### PROBLEM STATEMENT
Begin with the line containing "of the pink" and copy each line exactly through the last line of the entries, inclusive.

### INFORMATION PROVIDED
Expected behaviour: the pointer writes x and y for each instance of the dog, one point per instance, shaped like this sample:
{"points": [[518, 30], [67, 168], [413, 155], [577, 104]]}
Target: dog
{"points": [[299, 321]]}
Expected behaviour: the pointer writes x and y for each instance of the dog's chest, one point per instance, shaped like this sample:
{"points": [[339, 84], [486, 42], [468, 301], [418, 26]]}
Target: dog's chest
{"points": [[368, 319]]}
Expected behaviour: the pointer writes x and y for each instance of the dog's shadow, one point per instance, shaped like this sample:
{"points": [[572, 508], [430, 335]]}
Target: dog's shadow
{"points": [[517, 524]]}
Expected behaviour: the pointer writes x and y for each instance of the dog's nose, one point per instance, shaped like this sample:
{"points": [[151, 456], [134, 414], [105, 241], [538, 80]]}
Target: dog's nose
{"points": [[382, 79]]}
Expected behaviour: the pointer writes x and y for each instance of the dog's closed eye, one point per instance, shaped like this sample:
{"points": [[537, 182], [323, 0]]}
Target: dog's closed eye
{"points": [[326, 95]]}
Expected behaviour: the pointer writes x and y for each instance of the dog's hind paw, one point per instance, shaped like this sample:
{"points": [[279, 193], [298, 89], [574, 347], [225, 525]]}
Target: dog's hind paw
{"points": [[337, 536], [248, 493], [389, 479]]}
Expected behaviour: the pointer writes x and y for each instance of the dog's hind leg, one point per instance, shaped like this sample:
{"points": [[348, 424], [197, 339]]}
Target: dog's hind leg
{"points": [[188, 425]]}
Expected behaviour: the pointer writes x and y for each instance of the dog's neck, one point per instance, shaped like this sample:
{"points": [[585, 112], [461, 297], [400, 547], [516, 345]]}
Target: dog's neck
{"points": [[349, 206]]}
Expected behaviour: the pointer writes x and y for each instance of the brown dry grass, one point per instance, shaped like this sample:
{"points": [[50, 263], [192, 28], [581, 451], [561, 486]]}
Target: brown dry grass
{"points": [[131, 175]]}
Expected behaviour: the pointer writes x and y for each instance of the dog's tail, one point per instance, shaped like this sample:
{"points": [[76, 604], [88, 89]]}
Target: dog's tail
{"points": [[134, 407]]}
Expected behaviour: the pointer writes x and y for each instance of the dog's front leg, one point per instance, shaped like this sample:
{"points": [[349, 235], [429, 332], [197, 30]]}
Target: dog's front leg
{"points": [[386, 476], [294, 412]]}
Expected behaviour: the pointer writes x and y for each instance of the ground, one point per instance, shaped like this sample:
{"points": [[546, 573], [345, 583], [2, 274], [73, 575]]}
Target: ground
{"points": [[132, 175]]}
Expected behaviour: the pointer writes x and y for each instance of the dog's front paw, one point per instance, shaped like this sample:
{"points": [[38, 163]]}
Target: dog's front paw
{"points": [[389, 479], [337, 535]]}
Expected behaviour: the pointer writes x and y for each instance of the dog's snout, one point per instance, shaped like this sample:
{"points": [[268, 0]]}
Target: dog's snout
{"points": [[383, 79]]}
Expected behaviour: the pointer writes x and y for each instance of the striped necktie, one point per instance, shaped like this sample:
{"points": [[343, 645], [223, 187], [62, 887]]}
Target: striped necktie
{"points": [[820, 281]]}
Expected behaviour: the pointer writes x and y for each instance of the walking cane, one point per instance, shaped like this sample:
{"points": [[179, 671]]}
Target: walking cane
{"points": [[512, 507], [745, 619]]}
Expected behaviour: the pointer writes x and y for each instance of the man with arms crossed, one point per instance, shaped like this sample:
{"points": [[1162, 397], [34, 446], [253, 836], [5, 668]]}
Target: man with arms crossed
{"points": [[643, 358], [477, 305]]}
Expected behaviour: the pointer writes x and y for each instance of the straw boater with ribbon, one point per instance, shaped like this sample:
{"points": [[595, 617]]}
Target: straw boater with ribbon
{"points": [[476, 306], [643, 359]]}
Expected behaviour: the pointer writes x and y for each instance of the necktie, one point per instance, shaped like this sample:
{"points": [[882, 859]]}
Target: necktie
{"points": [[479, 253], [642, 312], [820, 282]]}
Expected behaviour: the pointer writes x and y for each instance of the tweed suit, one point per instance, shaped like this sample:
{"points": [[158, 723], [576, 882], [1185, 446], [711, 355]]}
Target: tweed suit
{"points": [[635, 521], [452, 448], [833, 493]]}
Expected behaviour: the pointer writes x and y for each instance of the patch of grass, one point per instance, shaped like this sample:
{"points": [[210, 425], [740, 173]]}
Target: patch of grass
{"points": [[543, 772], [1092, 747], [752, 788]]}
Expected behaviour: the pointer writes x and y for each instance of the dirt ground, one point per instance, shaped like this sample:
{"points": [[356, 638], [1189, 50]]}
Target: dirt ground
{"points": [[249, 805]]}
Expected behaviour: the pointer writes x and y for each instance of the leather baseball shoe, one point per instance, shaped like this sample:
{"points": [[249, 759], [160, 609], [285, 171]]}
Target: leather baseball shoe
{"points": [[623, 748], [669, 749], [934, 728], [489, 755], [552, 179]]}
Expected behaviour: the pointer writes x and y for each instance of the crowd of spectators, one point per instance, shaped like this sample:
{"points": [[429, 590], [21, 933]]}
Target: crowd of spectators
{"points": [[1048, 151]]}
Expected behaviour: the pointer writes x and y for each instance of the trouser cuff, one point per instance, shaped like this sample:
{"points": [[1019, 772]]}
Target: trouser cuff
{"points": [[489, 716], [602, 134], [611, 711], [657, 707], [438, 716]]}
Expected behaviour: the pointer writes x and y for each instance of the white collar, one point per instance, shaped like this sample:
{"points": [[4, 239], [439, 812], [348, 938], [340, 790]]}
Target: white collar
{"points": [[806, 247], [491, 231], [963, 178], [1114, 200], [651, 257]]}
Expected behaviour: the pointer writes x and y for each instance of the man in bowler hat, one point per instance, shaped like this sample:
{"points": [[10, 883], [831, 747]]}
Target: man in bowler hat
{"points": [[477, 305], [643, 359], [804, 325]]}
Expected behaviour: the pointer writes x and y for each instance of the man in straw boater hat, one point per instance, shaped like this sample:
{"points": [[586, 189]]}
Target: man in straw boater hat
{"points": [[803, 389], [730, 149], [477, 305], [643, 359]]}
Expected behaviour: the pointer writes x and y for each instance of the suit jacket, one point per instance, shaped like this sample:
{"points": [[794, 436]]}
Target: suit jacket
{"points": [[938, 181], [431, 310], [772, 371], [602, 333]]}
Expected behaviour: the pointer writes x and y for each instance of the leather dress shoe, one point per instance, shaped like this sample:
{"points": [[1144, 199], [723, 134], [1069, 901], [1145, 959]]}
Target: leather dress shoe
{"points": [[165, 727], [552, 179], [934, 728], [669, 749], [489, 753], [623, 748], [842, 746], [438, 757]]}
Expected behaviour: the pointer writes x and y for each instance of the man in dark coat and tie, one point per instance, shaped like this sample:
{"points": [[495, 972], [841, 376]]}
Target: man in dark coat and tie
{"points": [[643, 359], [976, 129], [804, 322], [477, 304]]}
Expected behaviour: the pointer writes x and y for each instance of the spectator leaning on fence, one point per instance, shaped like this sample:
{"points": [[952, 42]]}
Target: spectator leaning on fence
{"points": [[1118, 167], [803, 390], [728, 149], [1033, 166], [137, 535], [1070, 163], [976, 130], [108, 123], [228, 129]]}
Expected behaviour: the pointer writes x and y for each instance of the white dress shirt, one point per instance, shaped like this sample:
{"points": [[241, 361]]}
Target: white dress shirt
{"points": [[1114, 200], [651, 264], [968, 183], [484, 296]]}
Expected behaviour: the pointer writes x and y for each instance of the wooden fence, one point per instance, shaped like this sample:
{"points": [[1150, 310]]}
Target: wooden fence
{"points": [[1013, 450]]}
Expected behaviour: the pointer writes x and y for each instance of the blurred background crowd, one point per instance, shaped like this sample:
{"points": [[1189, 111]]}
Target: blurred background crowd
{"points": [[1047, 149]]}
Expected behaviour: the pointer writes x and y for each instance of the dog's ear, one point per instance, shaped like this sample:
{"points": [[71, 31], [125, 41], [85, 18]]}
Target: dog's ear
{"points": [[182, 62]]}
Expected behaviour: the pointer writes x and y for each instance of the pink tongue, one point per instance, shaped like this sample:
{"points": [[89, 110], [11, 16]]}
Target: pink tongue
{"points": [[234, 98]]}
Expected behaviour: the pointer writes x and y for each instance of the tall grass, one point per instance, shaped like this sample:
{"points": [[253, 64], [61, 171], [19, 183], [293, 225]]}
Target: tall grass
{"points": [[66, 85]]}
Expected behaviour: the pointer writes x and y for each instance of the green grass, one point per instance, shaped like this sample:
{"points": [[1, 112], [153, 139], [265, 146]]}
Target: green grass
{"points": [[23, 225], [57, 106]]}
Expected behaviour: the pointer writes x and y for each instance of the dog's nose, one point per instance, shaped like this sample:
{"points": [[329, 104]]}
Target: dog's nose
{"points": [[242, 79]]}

### RESPONSE TO THIS TASK
Expected behaviour: the pointer writes x and y for each instance of the pink tongue, one point per instance, shaped like this sample:
{"points": [[89, 110], [11, 16]]}
Target: pink tongue
{"points": [[234, 98]]}
Expected behaviour: the pointer writes x and y for each instance of the tall grass, one point per instance, shaped like this sample:
{"points": [[253, 64], [61, 171], [19, 183], [293, 225]]}
Target: tall grass
{"points": [[66, 85]]}
Expected behaviour: the pointer writes x and y for each instance of the green grass, one point per instance, shaped like this sample:
{"points": [[1, 112], [153, 139], [265, 146]]}
Target: green grass
{"points": [[23, 225], [57, 106]]}
Expected behaviour: the pointer writes x and y for each instance of the dog's nose, one point per instance, shaped like this sample:
{"points": [[329, 104]]}
Target: dog's nose
{"points": [[242, 79]]}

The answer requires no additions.